[Start]

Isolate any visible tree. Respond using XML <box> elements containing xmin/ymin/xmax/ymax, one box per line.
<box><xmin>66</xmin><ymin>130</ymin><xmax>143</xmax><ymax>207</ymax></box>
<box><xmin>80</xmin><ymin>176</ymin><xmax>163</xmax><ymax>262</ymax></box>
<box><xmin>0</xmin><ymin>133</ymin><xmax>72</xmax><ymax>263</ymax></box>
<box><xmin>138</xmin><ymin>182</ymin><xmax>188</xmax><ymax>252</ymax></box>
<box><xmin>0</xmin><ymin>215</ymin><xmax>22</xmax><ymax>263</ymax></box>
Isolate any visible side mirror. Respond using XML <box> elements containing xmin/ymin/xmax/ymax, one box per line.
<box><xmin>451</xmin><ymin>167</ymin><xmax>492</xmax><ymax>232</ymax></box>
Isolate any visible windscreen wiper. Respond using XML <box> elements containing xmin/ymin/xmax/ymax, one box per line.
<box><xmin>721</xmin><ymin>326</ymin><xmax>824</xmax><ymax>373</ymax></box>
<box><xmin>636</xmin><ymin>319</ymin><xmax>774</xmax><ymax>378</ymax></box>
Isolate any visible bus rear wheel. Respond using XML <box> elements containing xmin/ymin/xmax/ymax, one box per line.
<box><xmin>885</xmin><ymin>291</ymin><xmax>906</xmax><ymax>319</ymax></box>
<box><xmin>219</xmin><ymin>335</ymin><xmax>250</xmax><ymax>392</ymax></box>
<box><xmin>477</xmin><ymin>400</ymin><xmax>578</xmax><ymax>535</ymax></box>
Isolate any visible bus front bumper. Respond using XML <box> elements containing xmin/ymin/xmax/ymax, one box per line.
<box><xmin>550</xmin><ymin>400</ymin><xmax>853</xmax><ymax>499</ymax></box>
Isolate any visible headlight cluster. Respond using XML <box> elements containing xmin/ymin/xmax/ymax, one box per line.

[End]

• Written exercise:
Find each line in the records that contains the word "Respond" and copy those lines. Case counts.

• Finished task:
Isolate any visible tree. Respond using XML <box> elements containing xmin/ymin/xmax/ymax, one box per line.
Isolate any visible side mirror. Respond using XML <box> elements containing xmin/ymin/xmax/ymax, one box per line.
Isolate any visible windscreen wiper. Respond using XML <box> elements containing xmin/ymin/xmax/ymax, one box per line.
Isolate any visible bus rear wheel. Respond using XML <box> elements containing xmin/ymin/xmax/ymax, one box per line.
Isolate any visible bus front bumper. Respond using XML <box> elements containing xmin/ymin/xmax/ymax, one box per line.
Isolate any visible headlight cluster. Respond using XML <box> elements containing xmin/ymin/xmax/ymax, one box per line.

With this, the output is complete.